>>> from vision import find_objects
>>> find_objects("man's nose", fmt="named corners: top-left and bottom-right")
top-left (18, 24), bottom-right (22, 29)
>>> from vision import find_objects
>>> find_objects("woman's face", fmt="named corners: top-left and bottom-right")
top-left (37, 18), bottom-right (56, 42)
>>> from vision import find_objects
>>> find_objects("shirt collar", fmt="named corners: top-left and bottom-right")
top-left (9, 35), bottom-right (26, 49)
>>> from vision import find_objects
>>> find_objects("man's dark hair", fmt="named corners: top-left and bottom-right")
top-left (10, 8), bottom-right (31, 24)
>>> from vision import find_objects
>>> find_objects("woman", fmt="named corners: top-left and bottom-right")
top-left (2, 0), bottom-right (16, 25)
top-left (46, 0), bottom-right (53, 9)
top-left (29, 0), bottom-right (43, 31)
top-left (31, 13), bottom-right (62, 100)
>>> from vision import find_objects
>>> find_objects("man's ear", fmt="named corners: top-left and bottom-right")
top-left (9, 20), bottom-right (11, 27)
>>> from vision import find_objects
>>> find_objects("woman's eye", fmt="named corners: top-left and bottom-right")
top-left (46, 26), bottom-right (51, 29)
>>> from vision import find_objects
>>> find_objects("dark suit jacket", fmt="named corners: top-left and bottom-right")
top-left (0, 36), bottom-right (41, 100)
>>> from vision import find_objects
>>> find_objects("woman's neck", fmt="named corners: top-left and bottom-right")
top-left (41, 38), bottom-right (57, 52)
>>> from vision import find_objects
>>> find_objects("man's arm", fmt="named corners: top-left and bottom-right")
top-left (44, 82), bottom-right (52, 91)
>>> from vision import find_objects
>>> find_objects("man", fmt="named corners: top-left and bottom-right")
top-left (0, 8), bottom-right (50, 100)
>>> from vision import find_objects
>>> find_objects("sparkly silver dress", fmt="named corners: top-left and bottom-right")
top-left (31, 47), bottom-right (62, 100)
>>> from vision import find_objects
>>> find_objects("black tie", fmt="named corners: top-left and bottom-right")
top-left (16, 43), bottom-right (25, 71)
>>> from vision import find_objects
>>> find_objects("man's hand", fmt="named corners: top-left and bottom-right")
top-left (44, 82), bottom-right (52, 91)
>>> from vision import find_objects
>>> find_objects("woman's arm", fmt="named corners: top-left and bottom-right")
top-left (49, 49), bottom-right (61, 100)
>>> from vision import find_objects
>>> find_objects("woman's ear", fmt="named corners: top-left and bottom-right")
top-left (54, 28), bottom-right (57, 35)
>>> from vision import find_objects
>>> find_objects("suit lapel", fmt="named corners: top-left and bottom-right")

+++

Task item: Word for word, copy out all the data given above.

Answer for this exercise:
>>> from vision import find_objects
>>> find_objects("man's nose", fmt="named corners: top-left and bottom-right")
top-left (18, 24), bottom-right (22, 29)
>>> from vision import find_objects
>>> find_objects("woman's face", fmt="named corners: top-left and bottom-right")
top-left (37, 18), bottom-right (56, 42)
>>> from vision import find_objects
>>> find_objects("shirt collar", fmt="named corners: top-left and bottom-right")
top-left (9, 35), bottom-right (26, 49)
>>> from vision import find_objects
>>> find_objects("man's dark hair", fmt="named corners: top-left and bottom-right")
top-left (10, 8), bottom-right (31, 24)
>>> from vision import find_objects
>>> find_objects("woman", fmt="named corners: top-left and bottom-right")
top-left (2, 0), bottom-right (16, 25)
top-left (46, 0), bottom-right (53, 9)
top-left (29, 0), bottom-right (43, 31)
top-left (31, 13), bottom-right (62, 100)
>>> from vision import find_objects
>>> find_objects("man's ear", fmt="named corners: top-left and bottom-right")
top-left (9, 20), bottom-right (11, 27)
>>> from vision import find_objects
>>> find_objects("woman's eye", fmt="named corners: top-left and bottom-right")
top-left (46, 26), bottom-right (51, 29)
>>> from vision import find_objects
>>> find_objects("dark suit jacket", fmt="named corners: top-left and bottom-right")
top-left (0, 36), bottom-right (41, 100)
>>> from vision import find_objects
>>> find_objects("woman's neck", fmt="named corners: top-left and bottom-right")
top-left (41, 38), bottom-right (57, 52)
>>> from vision import find_objects
>>> find_objects("man's arm", fmt="named corners: top-left and bottom-right")
top-left (44, 82), bottom-right (52, 91)
>>> from vision import find_objects
>>> find_objects("man", fmt="named corners: top-left and bottom-right")
top-left (0, 8), bottom-right (50, 100)
>>> from vision import find_objects
>>> find_objects("sparkly silver dress", fmt="named corners: top-left and bottom-right")
top-left (31, 47), bottom-right (62, 100)
>>> from vision import find_objects
>>> find_objects("black tie", fmt="named corners: top-left and bottom-right")
top-left (16, 43), bottom-right (25, 71)
>>> from vision import find_objects
>>> find_objects("man's hand", fmt="named corners: top-left and bottom-right")
top-left (44, 82), bottom-right (52, 91)
>>> from vision import find_objects
>>> find_objects("woman's arm", fmt="named corners: top-left and bottom-right")
top-left (49, 49), bottom-right (61, 100)
>>> from vision import find_objects
>>> find_objects("woman's ear", fmt="named corners: top-left and bottom-right")
top-left (54, 28), bottom-right (57, 35)
>>> from vision import find_objects
>>> find_objects("suit lapel", fmt="named corners: top-left and bottom-right")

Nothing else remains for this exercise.